EXERCISE DESCRIPTION →
Pull every line out of the records below and reproduce each one word for word, keeping the original order.

## Begin PROVIDED DATA

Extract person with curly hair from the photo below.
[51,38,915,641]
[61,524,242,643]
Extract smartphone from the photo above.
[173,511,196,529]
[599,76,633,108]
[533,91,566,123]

## End PROVIDED DATA

EXERCISE RESULT →
Extract person with curly hair from the photo below.
[51,38,915,641]
[61,524,242,643]
Extract smartphone from the photo above.
[173,511,196,529]
[599,76,633,108]
[533,91,566,123]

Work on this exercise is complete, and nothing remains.